[Task objective]:
Reproduce verbatim the final portion of the material below, from the line containing "Practice. Put a dot on the pickup truck grille" through its last line, and nothing else.

= Beginning of Section =

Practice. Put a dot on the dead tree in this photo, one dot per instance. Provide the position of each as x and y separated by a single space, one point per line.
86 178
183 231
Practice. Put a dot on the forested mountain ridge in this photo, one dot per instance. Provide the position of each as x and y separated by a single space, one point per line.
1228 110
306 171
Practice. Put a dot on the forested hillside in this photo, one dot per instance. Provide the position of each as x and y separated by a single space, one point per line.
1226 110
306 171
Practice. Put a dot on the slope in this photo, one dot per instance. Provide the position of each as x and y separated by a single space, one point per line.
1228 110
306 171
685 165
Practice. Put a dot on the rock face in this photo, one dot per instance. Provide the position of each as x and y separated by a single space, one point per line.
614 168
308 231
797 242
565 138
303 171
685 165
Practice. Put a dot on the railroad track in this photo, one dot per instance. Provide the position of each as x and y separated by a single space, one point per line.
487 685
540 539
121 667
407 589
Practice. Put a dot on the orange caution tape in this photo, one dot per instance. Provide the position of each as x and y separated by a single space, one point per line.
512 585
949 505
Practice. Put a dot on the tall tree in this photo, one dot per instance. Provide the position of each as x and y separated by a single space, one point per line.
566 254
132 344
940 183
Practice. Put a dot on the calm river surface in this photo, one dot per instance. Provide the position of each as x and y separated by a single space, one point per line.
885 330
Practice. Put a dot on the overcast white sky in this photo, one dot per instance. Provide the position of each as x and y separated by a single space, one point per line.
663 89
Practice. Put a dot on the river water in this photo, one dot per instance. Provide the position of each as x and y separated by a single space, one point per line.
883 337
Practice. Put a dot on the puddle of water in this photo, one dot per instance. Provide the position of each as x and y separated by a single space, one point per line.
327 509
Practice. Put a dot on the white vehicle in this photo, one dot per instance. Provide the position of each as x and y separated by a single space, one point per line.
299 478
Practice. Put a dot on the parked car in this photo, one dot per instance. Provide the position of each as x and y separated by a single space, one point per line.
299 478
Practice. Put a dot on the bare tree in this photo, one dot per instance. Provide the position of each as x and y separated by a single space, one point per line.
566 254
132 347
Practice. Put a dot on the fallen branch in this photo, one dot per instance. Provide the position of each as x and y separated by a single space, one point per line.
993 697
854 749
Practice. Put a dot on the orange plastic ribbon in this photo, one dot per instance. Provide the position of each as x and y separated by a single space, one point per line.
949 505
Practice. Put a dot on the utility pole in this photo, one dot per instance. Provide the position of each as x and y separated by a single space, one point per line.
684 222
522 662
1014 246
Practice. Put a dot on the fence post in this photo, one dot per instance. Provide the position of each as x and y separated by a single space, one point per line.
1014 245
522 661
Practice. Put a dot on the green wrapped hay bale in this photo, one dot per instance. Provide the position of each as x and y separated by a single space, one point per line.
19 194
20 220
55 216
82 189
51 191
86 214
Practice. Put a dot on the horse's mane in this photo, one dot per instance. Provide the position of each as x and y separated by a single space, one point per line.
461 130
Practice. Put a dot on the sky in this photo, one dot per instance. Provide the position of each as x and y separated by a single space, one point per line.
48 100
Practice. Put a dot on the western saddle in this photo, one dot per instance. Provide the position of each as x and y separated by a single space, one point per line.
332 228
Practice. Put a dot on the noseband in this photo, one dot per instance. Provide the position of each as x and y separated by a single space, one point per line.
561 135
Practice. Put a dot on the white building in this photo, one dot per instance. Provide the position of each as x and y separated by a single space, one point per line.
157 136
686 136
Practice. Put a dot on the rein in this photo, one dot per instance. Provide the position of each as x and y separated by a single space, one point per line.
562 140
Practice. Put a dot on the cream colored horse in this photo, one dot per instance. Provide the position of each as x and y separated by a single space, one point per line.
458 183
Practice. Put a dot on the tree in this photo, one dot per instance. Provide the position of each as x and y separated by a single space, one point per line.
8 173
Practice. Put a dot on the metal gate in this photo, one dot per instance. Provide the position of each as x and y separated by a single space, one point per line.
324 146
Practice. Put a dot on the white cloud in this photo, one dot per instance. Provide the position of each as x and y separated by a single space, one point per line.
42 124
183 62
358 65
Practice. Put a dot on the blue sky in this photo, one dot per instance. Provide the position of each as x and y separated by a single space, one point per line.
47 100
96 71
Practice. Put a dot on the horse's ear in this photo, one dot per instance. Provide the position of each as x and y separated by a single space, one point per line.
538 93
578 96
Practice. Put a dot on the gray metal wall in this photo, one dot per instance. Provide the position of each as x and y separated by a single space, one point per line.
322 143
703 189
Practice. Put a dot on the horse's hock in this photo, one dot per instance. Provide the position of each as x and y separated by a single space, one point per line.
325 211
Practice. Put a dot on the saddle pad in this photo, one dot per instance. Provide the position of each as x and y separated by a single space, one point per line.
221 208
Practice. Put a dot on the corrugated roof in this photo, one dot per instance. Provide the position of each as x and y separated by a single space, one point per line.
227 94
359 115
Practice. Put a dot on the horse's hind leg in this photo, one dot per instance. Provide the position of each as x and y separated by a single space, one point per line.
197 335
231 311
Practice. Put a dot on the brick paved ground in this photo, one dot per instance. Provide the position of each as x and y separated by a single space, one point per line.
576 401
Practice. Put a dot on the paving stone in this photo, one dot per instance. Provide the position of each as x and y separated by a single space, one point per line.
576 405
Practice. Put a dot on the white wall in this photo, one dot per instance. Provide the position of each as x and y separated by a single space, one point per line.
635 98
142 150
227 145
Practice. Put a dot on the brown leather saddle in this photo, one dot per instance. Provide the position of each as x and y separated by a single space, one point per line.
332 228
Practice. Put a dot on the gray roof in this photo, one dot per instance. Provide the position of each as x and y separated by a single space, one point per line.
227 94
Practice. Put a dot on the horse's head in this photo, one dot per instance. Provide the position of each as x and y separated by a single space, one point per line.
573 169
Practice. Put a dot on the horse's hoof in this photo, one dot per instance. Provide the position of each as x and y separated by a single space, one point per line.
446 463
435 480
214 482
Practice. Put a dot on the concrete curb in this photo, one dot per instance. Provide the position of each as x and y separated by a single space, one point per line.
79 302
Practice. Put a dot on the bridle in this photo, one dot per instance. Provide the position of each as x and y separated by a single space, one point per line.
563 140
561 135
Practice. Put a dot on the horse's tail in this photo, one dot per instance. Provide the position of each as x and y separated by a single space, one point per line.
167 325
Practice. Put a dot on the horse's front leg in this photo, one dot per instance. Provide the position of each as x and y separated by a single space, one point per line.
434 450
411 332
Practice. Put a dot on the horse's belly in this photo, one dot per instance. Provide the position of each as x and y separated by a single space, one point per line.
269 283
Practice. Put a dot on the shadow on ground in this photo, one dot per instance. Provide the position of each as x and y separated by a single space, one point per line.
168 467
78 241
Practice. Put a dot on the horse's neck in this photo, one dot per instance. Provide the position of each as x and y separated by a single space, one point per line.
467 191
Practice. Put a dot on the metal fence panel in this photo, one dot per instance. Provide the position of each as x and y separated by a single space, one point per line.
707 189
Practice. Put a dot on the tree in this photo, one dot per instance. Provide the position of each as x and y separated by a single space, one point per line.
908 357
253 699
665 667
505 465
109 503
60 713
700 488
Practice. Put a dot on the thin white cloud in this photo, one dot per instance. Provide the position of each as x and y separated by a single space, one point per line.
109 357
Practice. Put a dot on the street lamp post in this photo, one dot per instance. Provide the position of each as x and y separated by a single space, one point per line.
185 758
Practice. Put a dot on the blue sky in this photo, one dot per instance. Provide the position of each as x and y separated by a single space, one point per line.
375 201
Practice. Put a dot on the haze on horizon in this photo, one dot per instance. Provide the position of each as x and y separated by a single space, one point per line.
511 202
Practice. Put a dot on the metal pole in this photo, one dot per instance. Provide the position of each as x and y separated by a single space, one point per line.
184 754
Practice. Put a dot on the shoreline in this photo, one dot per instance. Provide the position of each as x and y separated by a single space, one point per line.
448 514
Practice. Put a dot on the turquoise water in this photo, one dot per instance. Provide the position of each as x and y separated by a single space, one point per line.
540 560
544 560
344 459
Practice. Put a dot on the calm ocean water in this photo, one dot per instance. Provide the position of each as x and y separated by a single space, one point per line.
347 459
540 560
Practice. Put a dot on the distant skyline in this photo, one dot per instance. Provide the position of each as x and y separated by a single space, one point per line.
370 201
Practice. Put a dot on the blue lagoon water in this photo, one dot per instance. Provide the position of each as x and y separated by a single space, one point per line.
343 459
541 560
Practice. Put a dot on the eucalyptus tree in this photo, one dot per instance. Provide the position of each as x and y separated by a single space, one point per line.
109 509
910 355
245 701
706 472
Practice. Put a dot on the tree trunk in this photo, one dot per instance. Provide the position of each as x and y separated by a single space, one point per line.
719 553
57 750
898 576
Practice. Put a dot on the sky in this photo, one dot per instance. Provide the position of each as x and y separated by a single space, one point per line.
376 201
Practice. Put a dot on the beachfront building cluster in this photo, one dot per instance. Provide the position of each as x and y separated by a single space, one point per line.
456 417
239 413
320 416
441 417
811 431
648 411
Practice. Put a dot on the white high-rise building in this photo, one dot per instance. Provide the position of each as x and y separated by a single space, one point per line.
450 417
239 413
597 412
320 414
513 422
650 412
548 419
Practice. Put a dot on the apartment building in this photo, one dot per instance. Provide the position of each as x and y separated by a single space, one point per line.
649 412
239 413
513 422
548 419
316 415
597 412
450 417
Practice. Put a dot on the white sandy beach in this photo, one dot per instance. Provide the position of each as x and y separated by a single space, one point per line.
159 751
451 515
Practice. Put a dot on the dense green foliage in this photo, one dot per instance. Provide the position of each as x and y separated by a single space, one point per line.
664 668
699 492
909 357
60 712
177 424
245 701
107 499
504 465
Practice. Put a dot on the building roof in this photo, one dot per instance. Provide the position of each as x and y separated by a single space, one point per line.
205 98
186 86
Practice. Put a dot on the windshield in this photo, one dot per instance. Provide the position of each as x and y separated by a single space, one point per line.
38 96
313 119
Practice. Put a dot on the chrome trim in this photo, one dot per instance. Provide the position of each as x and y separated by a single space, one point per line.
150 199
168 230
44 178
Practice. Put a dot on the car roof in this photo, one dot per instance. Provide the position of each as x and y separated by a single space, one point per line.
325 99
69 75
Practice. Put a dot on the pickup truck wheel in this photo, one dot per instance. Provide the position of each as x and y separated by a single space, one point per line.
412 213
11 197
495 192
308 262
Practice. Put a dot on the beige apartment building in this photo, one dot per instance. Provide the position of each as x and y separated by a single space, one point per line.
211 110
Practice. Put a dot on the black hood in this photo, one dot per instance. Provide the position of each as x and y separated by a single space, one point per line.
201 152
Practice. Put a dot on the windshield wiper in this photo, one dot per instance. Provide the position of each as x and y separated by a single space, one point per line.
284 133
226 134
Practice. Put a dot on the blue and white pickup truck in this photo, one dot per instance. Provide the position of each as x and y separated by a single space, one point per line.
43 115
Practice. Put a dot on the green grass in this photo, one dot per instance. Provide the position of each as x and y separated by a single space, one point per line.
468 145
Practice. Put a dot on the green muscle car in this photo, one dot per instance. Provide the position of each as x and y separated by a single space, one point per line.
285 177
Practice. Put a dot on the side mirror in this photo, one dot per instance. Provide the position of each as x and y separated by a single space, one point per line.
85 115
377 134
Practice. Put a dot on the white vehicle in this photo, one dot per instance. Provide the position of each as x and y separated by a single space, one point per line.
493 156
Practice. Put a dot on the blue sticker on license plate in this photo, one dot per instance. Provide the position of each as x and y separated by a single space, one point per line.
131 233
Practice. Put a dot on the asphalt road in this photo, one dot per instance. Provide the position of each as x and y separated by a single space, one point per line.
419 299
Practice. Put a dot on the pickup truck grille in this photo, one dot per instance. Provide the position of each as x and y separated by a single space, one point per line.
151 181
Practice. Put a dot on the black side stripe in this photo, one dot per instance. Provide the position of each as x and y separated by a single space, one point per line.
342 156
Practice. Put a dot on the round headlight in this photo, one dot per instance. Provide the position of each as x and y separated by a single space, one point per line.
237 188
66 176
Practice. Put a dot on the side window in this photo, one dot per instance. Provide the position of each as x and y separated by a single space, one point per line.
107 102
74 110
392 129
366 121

= End of Section =

[Exercise answer]:
Practice. Put a dot on the pickup truck grille in this photo, one dot per instance. Provide the position of each as x and y separated by a single space, one point per line.
151 181
Practice. Put a dot on the black side stripe in this photo, one dot per instance. Provide the position of each as x and y separated by a single space, one point per line.
342 156
Practice. Put a dot on the round headlight in this photo, one dot per instance. Provide the position of each as x and y separated by a single space, one point per line.
237 188
66 176
Practice. Put a dot on the side window in this photo, one dot per instance. Provide the position of each as x and y separated by a single space, one point per line.
107 102
74 110
392 129
366 121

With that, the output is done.